文書抜粋:
####

ベルジャーエフほか著
ゴルバチョフがいなくてもペレストロイカは始まったであろう、コロンブスがいなくてもアメリカ大陸は「発見」されたであろうように。ペレストロイカは人権と民主主義に目覚めた指導者の「良き意志」の産物でもないし、まして「約束の地」への開門でもなかった。それは危機の産物であり、崩壊の合図にほかならなかった。そしてこの危機はソ連七十年の歴史の必然の到達点であったが、しかしこの崩壊の仕方までが必然であったわけではない。この崩壊の仕方にはきわめていかがわしいものがある。
いま、ロシアの一九〇五年革命の直後にあらわれた『道標』と一九一七年一〇月革命の直後につくられた『深き淵から』という二冊の論集を読み終えて、わたしの脳裏に居座ったのは、「始まり」と「終わり」の意識である。『道標』と『深き淵より』は始まりの時期に書かれた警世と予言の書である。そして、終わりの時期に立ってこの七十五年を透徹した目で見なおすことなしには、この「終わり」をあたらしい「始まり」に転化することはできないと信じているわたしたちには、この二冊の論集は特別の意味をもってくる。
「道標派」という言葉は、数年前までソ連ではただ百科事典のなかにいわば死語として存在するだけだった。わたしは五年ほどまえに、ソ連の批判的な知識人に片端から『道標』を知っているかときいたことがあったが、読んだことはおろかその名前を知るものさえ、ただ一人を除いていなかった。なぜわたしがそれほど『道標』にこだわったかというと、ラスプーチン、アスターフィエフ、ベローフというようなわたしの親しい作家たちの言うことが、あまりにも「道標派」そっくりだったからである。「終わり」の時期に『道標』とは関係なく、しかしほぼ同じような主張にこれらの才能ある作家たちがたどりついたということは、ソ連という土壌の底を流れるロシア―「道標派」的に言えはルーシー―の根強さをわたしに痛感させたのである。

####

データ行:
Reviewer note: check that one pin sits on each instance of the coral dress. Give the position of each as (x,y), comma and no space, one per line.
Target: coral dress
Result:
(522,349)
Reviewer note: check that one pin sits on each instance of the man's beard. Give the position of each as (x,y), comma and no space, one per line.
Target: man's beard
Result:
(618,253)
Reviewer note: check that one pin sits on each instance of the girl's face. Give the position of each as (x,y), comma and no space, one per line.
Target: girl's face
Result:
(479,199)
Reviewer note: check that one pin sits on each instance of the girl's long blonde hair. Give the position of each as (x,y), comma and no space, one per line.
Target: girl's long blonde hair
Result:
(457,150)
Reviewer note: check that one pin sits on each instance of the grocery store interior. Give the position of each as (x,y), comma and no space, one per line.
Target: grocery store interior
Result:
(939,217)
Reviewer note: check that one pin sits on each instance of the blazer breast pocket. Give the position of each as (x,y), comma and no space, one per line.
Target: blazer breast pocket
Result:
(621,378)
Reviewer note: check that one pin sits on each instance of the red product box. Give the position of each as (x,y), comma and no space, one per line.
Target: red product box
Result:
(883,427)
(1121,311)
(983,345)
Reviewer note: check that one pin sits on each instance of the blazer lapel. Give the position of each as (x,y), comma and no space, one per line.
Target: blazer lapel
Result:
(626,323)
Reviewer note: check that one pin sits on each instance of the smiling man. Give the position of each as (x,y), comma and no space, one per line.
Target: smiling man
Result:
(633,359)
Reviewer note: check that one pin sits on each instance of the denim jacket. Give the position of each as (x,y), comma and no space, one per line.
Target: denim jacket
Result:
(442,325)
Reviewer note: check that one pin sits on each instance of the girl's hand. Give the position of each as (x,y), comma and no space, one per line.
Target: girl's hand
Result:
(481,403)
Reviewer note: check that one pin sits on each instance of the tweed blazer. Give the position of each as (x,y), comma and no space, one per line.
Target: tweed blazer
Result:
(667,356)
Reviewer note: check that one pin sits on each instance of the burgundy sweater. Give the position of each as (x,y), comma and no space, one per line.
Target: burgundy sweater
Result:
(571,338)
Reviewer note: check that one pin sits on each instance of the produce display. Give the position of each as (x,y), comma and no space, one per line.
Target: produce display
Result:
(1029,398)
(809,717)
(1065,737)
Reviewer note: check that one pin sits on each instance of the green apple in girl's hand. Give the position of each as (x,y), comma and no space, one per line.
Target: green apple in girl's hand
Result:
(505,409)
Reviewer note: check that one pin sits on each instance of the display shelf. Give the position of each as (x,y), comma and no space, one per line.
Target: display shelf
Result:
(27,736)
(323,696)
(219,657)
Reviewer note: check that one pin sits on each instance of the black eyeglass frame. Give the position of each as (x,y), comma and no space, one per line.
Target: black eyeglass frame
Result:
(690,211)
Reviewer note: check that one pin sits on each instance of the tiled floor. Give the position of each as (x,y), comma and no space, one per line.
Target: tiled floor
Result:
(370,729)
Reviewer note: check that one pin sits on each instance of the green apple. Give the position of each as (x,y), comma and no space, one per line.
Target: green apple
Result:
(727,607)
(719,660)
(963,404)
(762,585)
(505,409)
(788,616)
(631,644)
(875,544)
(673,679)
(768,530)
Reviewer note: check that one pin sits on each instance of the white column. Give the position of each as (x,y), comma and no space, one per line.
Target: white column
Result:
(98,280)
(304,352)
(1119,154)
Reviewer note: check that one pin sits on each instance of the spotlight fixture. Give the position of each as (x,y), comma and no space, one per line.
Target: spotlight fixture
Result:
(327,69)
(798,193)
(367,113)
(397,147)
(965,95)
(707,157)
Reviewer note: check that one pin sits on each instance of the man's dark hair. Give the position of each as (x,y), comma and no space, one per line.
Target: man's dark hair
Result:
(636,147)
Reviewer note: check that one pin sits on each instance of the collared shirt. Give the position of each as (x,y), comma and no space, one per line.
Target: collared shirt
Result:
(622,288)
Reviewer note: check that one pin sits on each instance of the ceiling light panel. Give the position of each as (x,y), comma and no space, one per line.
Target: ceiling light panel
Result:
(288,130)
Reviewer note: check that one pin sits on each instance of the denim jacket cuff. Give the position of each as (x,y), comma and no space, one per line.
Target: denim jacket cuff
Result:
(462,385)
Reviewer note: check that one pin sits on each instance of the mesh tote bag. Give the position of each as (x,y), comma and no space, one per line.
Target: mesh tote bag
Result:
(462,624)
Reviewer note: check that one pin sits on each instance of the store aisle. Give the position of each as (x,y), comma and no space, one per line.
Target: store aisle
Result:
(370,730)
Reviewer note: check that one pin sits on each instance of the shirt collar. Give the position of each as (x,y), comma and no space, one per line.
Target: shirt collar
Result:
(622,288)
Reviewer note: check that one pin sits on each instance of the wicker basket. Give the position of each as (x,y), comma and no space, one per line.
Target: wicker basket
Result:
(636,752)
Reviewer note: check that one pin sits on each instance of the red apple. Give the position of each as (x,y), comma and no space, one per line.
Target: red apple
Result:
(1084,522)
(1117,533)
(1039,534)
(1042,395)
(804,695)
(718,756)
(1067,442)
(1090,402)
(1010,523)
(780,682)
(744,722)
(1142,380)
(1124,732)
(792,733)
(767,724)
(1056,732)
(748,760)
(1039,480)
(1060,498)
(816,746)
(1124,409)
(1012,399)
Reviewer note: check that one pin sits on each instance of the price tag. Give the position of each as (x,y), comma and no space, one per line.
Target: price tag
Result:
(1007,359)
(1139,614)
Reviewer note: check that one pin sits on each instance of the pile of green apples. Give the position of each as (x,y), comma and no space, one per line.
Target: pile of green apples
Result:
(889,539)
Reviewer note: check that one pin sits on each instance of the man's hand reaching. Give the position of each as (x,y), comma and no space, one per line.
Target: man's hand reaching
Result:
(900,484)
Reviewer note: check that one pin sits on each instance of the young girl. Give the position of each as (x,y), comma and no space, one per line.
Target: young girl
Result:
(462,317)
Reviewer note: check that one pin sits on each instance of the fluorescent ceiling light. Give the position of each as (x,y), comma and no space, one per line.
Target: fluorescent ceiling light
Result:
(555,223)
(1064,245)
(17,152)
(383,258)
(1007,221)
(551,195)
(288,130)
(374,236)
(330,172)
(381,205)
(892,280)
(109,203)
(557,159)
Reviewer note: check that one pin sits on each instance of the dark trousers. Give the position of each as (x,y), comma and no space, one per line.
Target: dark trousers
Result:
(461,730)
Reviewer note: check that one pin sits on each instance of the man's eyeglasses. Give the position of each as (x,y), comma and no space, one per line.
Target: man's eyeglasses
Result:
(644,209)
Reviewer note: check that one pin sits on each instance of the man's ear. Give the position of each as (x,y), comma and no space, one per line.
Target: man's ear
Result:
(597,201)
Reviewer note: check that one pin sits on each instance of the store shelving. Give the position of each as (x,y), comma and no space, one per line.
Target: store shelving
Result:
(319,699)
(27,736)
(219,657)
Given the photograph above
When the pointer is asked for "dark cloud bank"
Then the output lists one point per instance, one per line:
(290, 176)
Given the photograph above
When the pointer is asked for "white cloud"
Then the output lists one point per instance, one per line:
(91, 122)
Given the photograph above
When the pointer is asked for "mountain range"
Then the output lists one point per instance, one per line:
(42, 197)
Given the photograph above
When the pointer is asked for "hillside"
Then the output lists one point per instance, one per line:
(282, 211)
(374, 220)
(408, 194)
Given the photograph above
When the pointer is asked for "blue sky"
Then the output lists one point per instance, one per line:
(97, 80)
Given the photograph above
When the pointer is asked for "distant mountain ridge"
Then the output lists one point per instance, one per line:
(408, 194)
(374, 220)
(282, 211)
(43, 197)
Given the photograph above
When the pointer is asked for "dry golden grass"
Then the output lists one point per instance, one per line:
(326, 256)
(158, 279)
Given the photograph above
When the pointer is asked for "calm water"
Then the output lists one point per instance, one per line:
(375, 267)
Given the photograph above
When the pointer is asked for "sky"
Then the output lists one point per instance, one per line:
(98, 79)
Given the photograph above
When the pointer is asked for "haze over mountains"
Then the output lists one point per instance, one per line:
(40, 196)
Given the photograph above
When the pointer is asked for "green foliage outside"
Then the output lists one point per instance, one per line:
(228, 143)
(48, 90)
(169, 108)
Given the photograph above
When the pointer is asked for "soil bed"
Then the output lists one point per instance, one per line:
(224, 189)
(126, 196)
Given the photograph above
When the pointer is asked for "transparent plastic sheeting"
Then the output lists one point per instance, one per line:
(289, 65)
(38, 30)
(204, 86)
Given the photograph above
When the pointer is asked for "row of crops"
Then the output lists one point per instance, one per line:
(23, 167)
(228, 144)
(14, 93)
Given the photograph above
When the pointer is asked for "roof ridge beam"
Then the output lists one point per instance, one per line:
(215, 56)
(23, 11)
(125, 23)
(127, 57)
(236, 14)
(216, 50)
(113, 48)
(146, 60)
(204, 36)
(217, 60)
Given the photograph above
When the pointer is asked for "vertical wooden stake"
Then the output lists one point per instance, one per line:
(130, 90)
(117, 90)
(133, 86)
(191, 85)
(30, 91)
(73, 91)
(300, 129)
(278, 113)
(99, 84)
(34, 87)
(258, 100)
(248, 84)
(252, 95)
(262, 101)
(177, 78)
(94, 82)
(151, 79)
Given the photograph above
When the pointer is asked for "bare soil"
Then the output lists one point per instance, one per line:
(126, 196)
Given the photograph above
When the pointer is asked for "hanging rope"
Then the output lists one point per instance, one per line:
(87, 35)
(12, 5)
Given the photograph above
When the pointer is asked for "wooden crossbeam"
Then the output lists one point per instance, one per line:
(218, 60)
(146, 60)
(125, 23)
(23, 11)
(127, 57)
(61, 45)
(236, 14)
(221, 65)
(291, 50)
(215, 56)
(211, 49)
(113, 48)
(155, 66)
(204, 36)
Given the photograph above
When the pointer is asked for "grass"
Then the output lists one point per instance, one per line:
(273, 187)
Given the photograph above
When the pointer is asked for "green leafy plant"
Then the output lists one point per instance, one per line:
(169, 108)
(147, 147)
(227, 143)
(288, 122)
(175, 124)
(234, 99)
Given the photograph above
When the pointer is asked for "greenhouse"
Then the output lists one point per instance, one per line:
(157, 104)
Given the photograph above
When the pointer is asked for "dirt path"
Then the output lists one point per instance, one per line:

####

課題一覧:
A. ペレストロイカと『道標』を論じた本文を二文で要約すること。
B. 本文のうち「いま、ロシアの一九〇五年革命」から「わたしに痛感させたのである。」までの箇所をそのまま引用すること。
C. 本文について、次の問いにそれぞれ答えること。
(i) 本文はペレストロイカを何の産物だとしているか。
(ii) 『道標』はいつあらわれた論集か。
(iii) 筆者は五年ほどまえ、ソ連の批判的な知識人に何を尋ねたか。
記録ではなく本文だけを根拠にすること。

最終回答:
A. 筆者は、ペレストロイカは指導者の「良き意志」の産物ではなく危機の産物であり崩壊の合図であって、その危機はソ連七十年の歴史の必然の到達点だったが、崩壊の仕方まで必然だったわけではないと述べる。また、ロシアの二つの革命の直後に出た二冊の論集を始まりの時期の警世と予言の書と位置づけ、ラスプーチンら親しい作家たちの主張が「道標派」にそっくりだったことから、ソ連という土壌の底を流れるロシアの根強さを痛感したという。

B.
いま、ロシアの一九〇五年革命の直後にあらわれた『道標』と一九一七年一〇月革命の直後につくられた『深き淵から』という二冊の論集を読み終えて、わたしの脳裏に居座ったのは、「始まり」と「終わり」の意識である。『道標』と『深き淵より』は始まりの時期に書かれた警世と予言の書である。そして、終わりの時期に立ってこの七十五年を透徹した目で見なおすことなしには、この「終わり」をあたらしい「始まり」に転化することはできないと信じているわたしたちには、この二冊の論集は特別の意味をもってくる。
「道標派」という言葉は、数年前までソ連ではただ百科事典のなかにいわば死語として存在するだけだった。わたしは五年ほどまえに、ソ連の批判的な知識人に片端から『道標』を知っているかときいたことがあったが、読んだことはおろかその名前を知るものさえ、ただ一人を除いていなかった。なぜわたしがそれほど『道標』にこだわったかというと、ラスプーチン、アスターフィエフ、ベローフというようなわたしの親しい作家たちの言うことが、あまりにも「道標派」そっくりだったからである。「終わり」の時期に『道標』とは関係なく、しかしほぼ同じような主張にこれらの才能ある作家たちがたどりついたということは、ソ連という土壌の底を流れるロシア―「道標派」的に言えはルーシー―の根強さをわたしに痛感させたのである。

C.
(i) 危機の産物。
(ii) ロシアの一九〇五年革命の直後。
(iii) 『道標』を知っているかどうか。